WORK TO COMPLETE:
Look through the entries below and return all lines including the word "instance".

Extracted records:
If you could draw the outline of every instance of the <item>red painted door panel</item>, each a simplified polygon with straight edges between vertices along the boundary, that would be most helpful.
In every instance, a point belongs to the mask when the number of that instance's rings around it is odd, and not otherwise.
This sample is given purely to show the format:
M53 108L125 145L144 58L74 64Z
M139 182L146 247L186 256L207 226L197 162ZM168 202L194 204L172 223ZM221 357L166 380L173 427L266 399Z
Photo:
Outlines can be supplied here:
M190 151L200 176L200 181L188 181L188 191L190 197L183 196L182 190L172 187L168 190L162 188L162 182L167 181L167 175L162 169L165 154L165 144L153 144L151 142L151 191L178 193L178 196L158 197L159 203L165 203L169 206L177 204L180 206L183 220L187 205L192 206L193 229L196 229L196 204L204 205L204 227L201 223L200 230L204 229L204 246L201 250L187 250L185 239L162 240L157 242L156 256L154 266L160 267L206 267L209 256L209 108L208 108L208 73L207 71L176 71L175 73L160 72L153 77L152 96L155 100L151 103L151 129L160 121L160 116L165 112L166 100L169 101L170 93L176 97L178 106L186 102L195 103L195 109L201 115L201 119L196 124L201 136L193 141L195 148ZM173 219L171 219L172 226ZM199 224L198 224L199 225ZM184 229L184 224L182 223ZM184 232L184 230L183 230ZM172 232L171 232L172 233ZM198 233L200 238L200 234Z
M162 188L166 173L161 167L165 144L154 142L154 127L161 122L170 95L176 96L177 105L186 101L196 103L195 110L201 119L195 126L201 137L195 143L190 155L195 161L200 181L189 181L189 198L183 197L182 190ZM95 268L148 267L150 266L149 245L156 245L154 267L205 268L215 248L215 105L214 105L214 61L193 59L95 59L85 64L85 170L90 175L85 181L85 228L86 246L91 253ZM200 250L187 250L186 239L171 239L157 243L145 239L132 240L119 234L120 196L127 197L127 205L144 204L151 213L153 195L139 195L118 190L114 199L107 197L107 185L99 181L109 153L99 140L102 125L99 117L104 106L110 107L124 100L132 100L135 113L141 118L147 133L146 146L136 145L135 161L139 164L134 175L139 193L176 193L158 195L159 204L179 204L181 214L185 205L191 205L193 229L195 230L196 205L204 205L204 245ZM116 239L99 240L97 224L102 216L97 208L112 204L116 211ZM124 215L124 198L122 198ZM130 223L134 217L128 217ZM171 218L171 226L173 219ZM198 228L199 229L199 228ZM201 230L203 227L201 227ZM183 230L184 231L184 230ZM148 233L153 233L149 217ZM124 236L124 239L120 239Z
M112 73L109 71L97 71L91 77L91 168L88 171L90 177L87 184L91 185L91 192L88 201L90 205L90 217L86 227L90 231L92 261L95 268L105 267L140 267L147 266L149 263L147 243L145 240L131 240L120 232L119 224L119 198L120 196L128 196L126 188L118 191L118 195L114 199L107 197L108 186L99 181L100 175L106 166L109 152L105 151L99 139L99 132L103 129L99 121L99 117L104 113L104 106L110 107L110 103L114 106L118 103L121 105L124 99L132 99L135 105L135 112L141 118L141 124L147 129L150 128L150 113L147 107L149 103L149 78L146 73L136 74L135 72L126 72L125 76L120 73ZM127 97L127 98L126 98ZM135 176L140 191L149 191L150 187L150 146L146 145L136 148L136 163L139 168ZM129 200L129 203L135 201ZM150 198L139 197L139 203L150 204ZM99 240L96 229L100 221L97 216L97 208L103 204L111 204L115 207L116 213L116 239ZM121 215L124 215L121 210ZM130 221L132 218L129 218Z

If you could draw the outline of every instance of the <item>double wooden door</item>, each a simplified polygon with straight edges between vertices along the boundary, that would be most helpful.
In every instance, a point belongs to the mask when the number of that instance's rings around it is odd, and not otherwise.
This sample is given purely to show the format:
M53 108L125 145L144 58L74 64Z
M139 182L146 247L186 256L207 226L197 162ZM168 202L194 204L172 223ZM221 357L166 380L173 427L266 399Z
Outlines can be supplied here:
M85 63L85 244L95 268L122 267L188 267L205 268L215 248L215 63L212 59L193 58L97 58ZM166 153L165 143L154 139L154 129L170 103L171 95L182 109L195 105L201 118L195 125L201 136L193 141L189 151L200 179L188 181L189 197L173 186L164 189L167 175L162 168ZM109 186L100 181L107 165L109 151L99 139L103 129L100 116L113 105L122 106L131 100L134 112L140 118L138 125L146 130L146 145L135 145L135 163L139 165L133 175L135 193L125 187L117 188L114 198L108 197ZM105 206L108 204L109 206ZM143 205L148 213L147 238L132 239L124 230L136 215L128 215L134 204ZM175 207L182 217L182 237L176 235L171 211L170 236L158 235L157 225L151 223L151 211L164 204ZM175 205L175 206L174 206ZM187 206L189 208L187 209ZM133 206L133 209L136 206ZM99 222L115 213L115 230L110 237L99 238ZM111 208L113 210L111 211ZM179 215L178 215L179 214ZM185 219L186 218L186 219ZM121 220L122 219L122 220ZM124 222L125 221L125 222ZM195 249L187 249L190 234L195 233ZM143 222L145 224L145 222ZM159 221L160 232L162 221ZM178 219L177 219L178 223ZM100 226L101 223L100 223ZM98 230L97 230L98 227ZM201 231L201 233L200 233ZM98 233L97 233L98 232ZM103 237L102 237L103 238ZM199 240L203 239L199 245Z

TASK ANSWER:
If you could draw the outline of every instance of the <item>red painted door panel</item>, each a simplified polygon with straight edges between vertices along the boundary, that would be most helpful.
In every instance, a point belongs to the mask when the number of that instance's rings around it is odd, and not otherwise.
If you could draw the outline of every instance of the <item>double wooden door</item>, each a simplified polygon with straight edges between vertices along the boundary, that would be most helpful.
In every instance, a point belongs to the mask when the number of that instance's rings around it is odd, and not otherwise.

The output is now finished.